- Exercise:
The answer must be an exact copy of all the data below.

- Source data:
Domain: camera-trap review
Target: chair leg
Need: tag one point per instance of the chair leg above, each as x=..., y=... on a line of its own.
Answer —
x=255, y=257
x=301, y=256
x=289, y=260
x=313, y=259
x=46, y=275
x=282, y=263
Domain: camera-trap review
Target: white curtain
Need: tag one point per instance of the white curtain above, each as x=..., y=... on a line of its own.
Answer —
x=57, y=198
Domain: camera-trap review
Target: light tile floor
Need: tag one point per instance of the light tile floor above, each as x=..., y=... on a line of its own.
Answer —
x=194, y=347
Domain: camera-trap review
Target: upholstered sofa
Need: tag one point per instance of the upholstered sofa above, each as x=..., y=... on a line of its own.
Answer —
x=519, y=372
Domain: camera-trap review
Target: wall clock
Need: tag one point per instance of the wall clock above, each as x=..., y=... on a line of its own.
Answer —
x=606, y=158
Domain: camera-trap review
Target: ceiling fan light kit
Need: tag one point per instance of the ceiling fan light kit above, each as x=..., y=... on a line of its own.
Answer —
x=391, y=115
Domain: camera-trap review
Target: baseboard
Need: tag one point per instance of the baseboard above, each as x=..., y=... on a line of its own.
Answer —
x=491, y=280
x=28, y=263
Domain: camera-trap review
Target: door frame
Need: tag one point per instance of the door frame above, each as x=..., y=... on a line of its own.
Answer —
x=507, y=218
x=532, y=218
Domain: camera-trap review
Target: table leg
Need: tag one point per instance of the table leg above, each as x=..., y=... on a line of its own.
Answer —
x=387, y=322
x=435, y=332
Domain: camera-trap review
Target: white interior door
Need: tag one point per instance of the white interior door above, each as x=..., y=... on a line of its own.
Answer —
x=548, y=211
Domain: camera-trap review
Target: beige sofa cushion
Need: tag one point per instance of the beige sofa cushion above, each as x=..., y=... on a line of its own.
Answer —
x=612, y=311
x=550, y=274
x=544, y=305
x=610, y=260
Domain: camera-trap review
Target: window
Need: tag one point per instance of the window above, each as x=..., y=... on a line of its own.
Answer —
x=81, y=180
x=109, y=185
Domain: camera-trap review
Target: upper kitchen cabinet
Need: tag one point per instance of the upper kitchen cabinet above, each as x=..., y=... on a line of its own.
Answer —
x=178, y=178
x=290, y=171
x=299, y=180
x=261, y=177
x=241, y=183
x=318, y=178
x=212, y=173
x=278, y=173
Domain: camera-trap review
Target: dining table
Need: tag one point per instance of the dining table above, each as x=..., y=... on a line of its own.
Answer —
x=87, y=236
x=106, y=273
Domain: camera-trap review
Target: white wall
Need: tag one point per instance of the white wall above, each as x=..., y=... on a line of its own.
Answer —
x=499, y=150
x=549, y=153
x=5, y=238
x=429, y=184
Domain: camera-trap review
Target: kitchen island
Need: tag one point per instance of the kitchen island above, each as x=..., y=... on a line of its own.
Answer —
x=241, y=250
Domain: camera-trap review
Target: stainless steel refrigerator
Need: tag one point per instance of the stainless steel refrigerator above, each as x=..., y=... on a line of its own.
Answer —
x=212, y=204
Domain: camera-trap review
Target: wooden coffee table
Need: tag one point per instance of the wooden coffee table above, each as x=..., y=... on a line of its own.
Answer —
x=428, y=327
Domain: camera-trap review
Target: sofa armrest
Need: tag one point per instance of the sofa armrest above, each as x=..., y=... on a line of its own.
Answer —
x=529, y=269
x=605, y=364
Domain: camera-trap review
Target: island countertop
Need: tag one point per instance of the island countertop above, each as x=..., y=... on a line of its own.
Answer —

- Result:
Domain: camera-trap review
Target: chair leg
Need: tag one point per instance of the chair leg above, each as x=..., y=... on a line of its own.
Answer —
x=255, y=257
x=301, y=256
x=289, y=260
x=313, y=259
x=46, y=275
x=282, y=263
Domain: camera-trap review
Target: white curtain
Need: tag one point per instance of the white curtain above, each as x=..., y=... on a line of its own.
Answer —
x=57, y=198
Domain: camera-trap review
Target: light tile floor
Need: tag one point per instance of the light tile floor above, each as x=..., y=... on a line of its own.
Answer —
x=194, y=347
Domain: camera-trap review
Target: upholstered sofa
Need: tag one point per instance of the upholstered sofa above, each as x=..., y=... on a line of its own.
Answer —
x=519, y=372
Domain: camera-trap review
Target: wall clock
Need: tag one point per instance of the wall clock above, each as x=..., y=... on a line of its own.
Answer —
x=606, y=158
Domain: camera-trap review
Target: ceiling fan light kit
Need: tag one point per instance of the ceiling fan light kit above, each as x=..., y=... on a line of its own.
Answer —
x=391, y=115
Domain: camera-trap review
Target: baseboard
Need: tag one point per instance of the baseboard above, each as x=..., y=... on a line of its own.
Answer —
x=491, y=280
x=28, y=263
Domain: camera-trap review
Target: door frame
Need: tag one point per instance of the door frame above, each as x=..., y=... on a line of its own.
Answer —
x=507, y=218
x=532, y=218
Domain: camera-trap review
Target: table leg
Need: tag one point per instance of the table leg above, each as x=..., y=... on a line of its own.
Answer —
x=387, y=322
x=435, y=332
Domain: camera-trap review
Target: white interior door
Need: tag one point per instance of the white interior door above, each as x=..., y=... on a line of its own.
Answer —
x=548, y=211
Domain: camera-trap review
Target: beige sofa cushion
Need: tag one point per instance of the beige sofa cushion above, each as x=..., y=... on a line of its own.
Answer —
x=612, y=311
x=550, y=274
x=544, y=305
x=610, y=260
Domain: camera-trap review
Target: window
Need: tag one point per instance of the window above, each as x=..., y=... on a line of its own.
Answer —
x=81, y=180
x=109, y=185
Domain: camera-trap review
Target: upper kitchen cabinet
Need: tag one point per instance of the upper kitchen cabinet above, each as x=..., y=... on a line of its own.
Answer —
x=178, y=178
x=290, y=171
x=299, y=180
x=261, y=177
x=241, y=183
x=318, y=178
x=212, y=173
x=278, y=173
Domain: camera-trap review
Target: dining table
Need: tag one point per instance of the dining table above, each as x=..., y=... on a line of its own.
Answer —
x=87, y=236
x=106, y=273
Domain: camera-trap review
Target: white wall
Need: tag one point per instance of the white wall above, each as x=..., y=... on a line of its own.
Answer —
x=499, y=150
x=549, y=153
x=5, y=238
x=429, y=184
Domain: camera-trap review
Target: kitchen island
Need: tag one point per instance of the kitchen island above, each as x=..., y=... on a line of its own.
Answer —
x=241, y=250
Domain: camera-trap review
Target: stainless steel refrigerator
Need: tag one point per instance of the stainless steel refrigerator above, each as x=..., y=... on a line of its own.
Answer —
x=212, y=204
Domain: camera-trap review
Target: wooden coffee table
Need: tag one point per instance of the wooden coffee table above, each as x=..., y=... on a line of its own.
Answer —
x=428, y=327
Domain: camera-trap review
Target: sofa armrest
Need: tag one point per instance of the sofa armrest above, each as x=..., y=... on a line of its own.
Answer —
x=529, y=269
x=605, y=364
Domain: camera-trap review
Target: island countertop
Need: tag one point per instance of the island countertop above, each as x=..., y=... on a line of its own.
Answer —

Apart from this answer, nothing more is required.